** Passage to read follows **

Franchising within the hotel industry is gaining momentum in Southeast Asia, offering a promising avenue for growth and adaptability in the post-pandemic landscape. Over the past decade, the number of hotels operating under franchise agreements in the region has doubled, reaching 6% of the market by 2024.
While still a relatively small portion of the overall market, the success of franchise agreements in other regions has sparked interest among local and regional hotel owners in Southeast Asia.
Major hotel brands like Marriott International, Hilton Worldwide, Wyndham Hotels & Resorts, Choice Hotels International, and Intercontinental Hotels Group have been at the forefront of promoting franchising as an asset-light strategy. However, the model is still in its early stages in Southeast Asia, facing challenges due to the region’s fragmented hotel market, regulatory barriers, and limited options for third-party operators.

** End of Passage to read **
** Available data follows **

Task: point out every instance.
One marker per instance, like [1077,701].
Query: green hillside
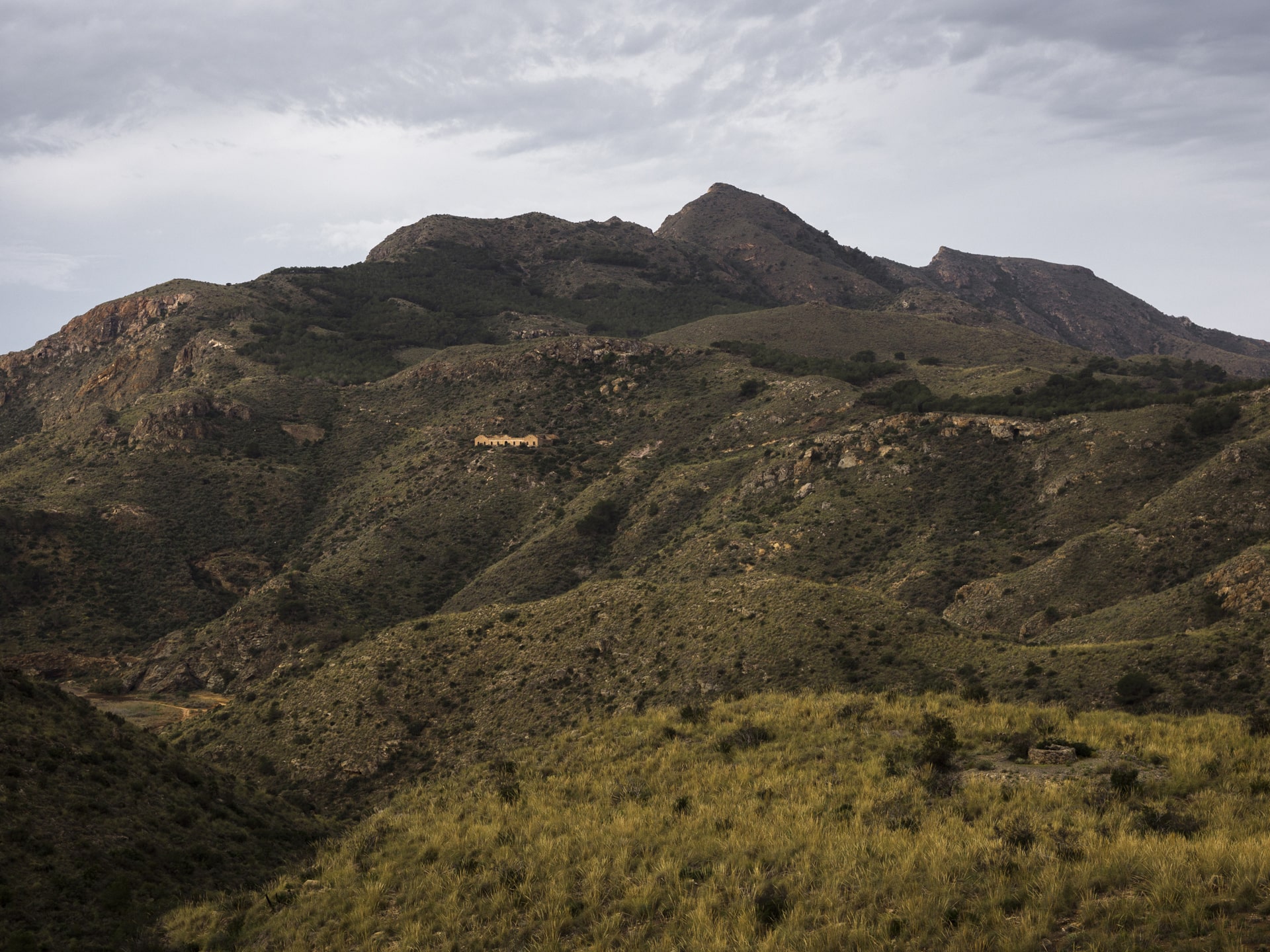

** End of Available data **

▸ **Exercise description**: According to the passage on hotel franchising in Southeast Asia, why is the franchise model still in its early stages in the region? Answer in one to three sentences.

▸ **Result for this task**: The model is still in its early stages because it faces challenges from the region's fragmented hotel market and from regulatory barriers. Limited options for third-party operators add to these difficulties.